The number of Polk County students with religious exemptions from required school immunizations continues to rise. Students who opt out of the immunization requirements due to religious beliefs have more than doubled since 2018. From 2023-2024, the total number of religious exemptions rose by 19%.
Public schools are seeing slight decreases in vaccination rates. But nonpublic school vaccination rates are now at 88%. While herd immunity thresholds vary between vaccines, the target minimum is typically a 90% vaccination rate, according to Iowa Immunizes Coalition Director Elizabeth Faber.
“We are always concerned when there are disease outbreaks that those children that are not protected by immunizations would be affected, and then that could spread and affect those in our community that are immunocompromised or too young to receive a vaccine,” Faber said.
Medical exemptions from vaccines — which require a physician’s approval — have dropped by almost half since 2018. Polk County Health Director Juliann Van Liew said that it’s unclear whether the trend between religious and medical exemptions are related.
Each year, nurses with the Polk County Health Department perform an audit of student vaccination certificates and exemptions for students within the county limits, as mandated by the Iowa Department of Public Health.
Van Liew said that the current children’s vaccination schedule is “incredibly safe and effective.”
“The consideration of the greater public and all of us, versus the needs and consideration for the individual, that tug and pull is at the heart of what we do in public health,” Van Liew said.

What’s behind the rise in religious exemptions in Iowa?
As of July 2024, parents do not need a notary to witness their signature on a Religious Certificate of Immunization Exemption. The certificate states that a child will be granted an exception based on a “genuine and sincere religious belief” and “not based merely on philosophical, scientific, moral, personal, or medical opposition to immunizations.”
The state policy made it easier for people to opt out of required vaccines for public schools, Faber said.
As a county health department, Van Liew said that they are obligated to stay in compliance with state code, which means that the department cannot ask to confirm someone’s religious beliefs.
"We’re still trying to overcome purposefully falsified research from a few decades ago that erroneously linked autism and vaccines."Juliann Van Liew, Polk County health director
“We’re still trying to overcome purposefully falsified research from a few decades ago that erroneously linked autism and vaccines — an incredibly unfortunate piece of purposeful misinformation spreading that has caused an incredible amount of damage,” Van Liew said. “Unfortunately, we're still seeing folks relying on that misinformation and continuing to spread ideas that vaccines aren't safe.”
Van Liew said she’s monitoring a chicken pox outbreak at a private school, something she wouldn’t traditionally see if enough students were vaccinated against chicken pox.
“The more we've got kids not fully up to date on vaccines, the more we're going to see communicable disease spread,” Van Liew said. “It simply is what it is.”
Individual rights versus public protection
Vaccine hesitancy is at the center of the debate over parental rights, Van Liew said, not just in Iowa but nationwide. She said parents’ fears about safety are motivated by a desire to do right by their kids.
“I just want to encourage folks to stay engaged in the conversation, to not vilify either side, to realize that this is an important public health issue that really strikes at the heart of individual rights versus public protection,” she said.
Both Faber and Van Liew said that using trusted messengers to reassure parents helps them consider their vaccination decisions. Both praised school nurses for having those hard conversations with parents.
“We need to figure out that sweet spot and that balancing act of how we honor and respect people's individual choices and unique situations, but also decide together that we need to do things to protect one another that maybe aren't always the thing we love to do or want to do, but that we have a responsibility to do,” Van Liew said.

▶ _Work item_
In the article on Polk County school vaccine exemptions, what vaccination rate is typically the target minimum for herd immunity?

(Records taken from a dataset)

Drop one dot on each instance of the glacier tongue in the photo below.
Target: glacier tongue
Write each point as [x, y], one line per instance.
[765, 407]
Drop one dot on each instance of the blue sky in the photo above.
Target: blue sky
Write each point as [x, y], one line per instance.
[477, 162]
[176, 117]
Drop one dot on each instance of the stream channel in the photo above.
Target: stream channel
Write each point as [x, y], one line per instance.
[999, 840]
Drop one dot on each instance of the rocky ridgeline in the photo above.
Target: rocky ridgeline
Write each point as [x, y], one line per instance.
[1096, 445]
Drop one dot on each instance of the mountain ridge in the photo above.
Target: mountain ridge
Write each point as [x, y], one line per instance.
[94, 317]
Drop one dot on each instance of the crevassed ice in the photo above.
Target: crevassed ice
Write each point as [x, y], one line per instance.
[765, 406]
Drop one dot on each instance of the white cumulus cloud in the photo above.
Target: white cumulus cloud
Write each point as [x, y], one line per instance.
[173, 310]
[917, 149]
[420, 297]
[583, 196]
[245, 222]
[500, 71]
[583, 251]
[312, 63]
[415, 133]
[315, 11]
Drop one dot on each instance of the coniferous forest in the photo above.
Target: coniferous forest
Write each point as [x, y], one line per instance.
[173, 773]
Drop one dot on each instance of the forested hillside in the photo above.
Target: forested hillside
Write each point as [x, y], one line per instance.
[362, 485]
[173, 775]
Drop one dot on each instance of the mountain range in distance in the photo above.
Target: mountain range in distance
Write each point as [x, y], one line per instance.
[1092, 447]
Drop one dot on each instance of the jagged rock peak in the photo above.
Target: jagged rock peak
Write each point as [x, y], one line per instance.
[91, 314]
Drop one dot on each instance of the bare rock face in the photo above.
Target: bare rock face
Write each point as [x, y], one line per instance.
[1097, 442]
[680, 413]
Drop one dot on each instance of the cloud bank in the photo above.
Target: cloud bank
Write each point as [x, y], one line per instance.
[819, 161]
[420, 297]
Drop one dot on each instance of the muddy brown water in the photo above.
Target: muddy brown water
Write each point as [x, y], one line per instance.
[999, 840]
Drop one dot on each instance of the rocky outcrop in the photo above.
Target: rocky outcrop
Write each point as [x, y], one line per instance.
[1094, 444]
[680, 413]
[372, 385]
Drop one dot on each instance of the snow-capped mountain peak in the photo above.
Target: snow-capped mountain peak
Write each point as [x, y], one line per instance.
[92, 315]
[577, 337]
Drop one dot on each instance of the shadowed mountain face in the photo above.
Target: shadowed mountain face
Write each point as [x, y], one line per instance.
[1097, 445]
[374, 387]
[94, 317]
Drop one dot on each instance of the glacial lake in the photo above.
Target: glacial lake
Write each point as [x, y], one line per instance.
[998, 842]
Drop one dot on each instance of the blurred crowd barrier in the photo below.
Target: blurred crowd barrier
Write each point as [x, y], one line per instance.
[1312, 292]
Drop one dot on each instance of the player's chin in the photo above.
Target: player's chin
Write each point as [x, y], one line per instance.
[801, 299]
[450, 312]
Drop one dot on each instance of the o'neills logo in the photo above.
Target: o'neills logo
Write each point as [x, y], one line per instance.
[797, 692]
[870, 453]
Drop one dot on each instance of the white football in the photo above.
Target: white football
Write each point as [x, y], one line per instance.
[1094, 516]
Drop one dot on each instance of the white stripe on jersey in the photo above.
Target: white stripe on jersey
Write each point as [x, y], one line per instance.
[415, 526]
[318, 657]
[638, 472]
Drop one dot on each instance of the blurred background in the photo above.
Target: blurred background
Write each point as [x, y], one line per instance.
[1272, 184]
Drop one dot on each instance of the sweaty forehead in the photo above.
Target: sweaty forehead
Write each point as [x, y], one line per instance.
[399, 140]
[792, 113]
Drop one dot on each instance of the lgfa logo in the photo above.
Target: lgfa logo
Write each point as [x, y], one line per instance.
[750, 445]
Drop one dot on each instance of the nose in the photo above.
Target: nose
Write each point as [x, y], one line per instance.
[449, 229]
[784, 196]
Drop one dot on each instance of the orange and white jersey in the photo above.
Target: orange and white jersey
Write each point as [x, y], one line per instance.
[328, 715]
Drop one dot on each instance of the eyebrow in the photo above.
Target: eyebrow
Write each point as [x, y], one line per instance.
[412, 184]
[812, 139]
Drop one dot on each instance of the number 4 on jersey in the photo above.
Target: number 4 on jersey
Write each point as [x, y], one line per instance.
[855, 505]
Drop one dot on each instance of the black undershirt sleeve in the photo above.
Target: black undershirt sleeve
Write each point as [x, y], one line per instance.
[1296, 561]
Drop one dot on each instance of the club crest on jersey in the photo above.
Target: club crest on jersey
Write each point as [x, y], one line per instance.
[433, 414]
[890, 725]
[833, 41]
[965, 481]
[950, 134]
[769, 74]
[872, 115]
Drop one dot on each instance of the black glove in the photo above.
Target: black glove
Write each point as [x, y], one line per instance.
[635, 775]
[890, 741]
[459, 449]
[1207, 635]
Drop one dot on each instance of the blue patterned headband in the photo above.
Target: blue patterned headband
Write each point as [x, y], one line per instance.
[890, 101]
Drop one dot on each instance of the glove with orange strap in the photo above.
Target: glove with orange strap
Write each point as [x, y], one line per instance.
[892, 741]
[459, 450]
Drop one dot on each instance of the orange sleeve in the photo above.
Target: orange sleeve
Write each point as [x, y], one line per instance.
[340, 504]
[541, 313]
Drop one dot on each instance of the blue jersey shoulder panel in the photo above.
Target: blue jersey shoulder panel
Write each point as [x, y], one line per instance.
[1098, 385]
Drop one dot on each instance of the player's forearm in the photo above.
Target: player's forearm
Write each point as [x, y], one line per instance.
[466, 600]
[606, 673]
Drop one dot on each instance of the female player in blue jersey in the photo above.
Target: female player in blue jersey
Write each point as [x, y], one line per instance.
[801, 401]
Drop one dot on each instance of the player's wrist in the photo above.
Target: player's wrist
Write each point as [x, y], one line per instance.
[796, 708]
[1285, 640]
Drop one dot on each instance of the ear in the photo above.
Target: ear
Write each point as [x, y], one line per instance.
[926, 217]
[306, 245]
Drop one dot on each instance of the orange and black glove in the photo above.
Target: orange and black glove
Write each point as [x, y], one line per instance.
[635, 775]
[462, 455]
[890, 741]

▶ _Result for this task_
A 90% vaccination rate.